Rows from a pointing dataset
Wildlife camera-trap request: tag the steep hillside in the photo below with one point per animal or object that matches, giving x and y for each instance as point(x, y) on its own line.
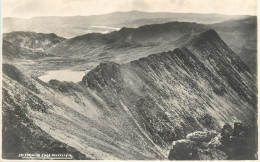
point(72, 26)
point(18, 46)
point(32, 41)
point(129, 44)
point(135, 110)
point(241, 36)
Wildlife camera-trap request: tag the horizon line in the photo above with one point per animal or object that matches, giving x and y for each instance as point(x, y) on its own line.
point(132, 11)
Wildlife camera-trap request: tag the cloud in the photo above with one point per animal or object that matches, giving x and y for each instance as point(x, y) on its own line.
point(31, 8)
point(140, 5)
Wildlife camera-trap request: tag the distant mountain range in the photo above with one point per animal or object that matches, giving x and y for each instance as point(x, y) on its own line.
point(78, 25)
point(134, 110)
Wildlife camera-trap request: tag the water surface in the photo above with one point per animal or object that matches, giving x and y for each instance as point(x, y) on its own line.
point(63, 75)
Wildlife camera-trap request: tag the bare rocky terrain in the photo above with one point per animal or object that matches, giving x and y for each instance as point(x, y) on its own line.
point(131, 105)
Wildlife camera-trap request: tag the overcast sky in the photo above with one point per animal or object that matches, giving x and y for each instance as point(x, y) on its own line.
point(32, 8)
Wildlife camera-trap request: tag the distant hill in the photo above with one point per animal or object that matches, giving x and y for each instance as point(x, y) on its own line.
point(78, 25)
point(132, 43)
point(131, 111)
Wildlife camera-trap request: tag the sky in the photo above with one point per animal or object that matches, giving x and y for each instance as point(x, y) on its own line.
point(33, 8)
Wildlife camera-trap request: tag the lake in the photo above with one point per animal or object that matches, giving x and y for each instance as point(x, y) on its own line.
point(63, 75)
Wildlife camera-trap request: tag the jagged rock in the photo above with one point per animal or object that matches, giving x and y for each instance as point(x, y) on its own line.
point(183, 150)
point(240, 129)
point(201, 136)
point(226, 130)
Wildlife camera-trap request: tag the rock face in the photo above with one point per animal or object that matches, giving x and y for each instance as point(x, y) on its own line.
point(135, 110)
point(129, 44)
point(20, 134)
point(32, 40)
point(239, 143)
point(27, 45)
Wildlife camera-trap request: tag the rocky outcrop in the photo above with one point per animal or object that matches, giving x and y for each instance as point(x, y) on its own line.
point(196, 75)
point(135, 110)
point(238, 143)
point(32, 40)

__Task statement__. Copy out the records above again, substituting "Landscape labeling request" for each occurrence of "Wildlife camera-trap request" and changing nothing else. Leave the pictures out of your answer.

__Problem solution__.
Landscape labeling request: tag the steep hillside in the photo below with one point per animal or object that matches, giving x and y for each instance as point(x, y) on its own line.
point(72, 26)
point(18, 46)
point(32, 41)
point(129, 44)
point(135, 110)
point(241, 36)
Landscape labeling request: tag the horizon line in the photo above with one point per animal or object that matches, giving x and y for each instance as point(x, y) on its own line.
point(132, 11)
Landscape labeling request: tag the cloud in the photo above with one point per animal or object that matches, giving x and y for each instance as point(x, y) on its own line.
point(31, 8)
point(140, 5)
Landscape labeling request: tag the distant mountain range in the photo above with one point per animal or object that matches, giving x and y for each instance as point(x, y) on its own line.
point(78, 25)
point(134, 110)
Landscape labeling request: tag the water surface in the photo above with one point per animal or object that matches, giving x and y for each instance as point(x, y) on its own line.
point(63, 75)
Landscape labeling request: tag the bare rocky terrain in the photo above with one point per animal or object that matches, giving x and y for each instance as point(x, y) on its own line.
point(131, 105)
Landscape labeling request: tag the overcast sky in the photo above with one point per animal or object that matches, giving x and y for each instance as point(x, y) on its own line.
point(32, 8)
Landscape labeling request: tag the distant hill in the photo above with one point per animal or object that matches, giving x and y for each instance as point(x, y) on its own line.
point(78, 25)
point(132, 43)
point(131, 111)
Landscape labeling request: tag the sky in the photo above with one point per animal or object that matches, giving x and y for each instance as point(x, y) on its own line.
point(33, 8)
Landscape labeling request: tag the lake in the photo above with one point per animal or object that matches, giving x and y for each instance as point(x, y) on its own line.
point(63, 75)
Landscape labeling request: tag the jagged rock in the photo above with one point per animal or object that matches, giving x and y for each instance as point(x, y) on its own line.
point(183, 150)
point(240, 129)
point(201, 136)
point(226, 130)
Landscape labeling request: tag the rock face in the photo above with one point per animal or object that matches, giving x and y for each instance as point(x, y) on its own line.
point(135, 110)
point(129, 44)
point(20, 134)
point(32, 40)
point(239, 143)
point(27, 45)
Landscape labeling request: tag the rocky outcrop in the photo above with one point per animal or object that matches, giving x and y for each instance as point(x, y) on its own line.
point(196, 75)
point(135, 110)
point(238, 143)
point(32, 40)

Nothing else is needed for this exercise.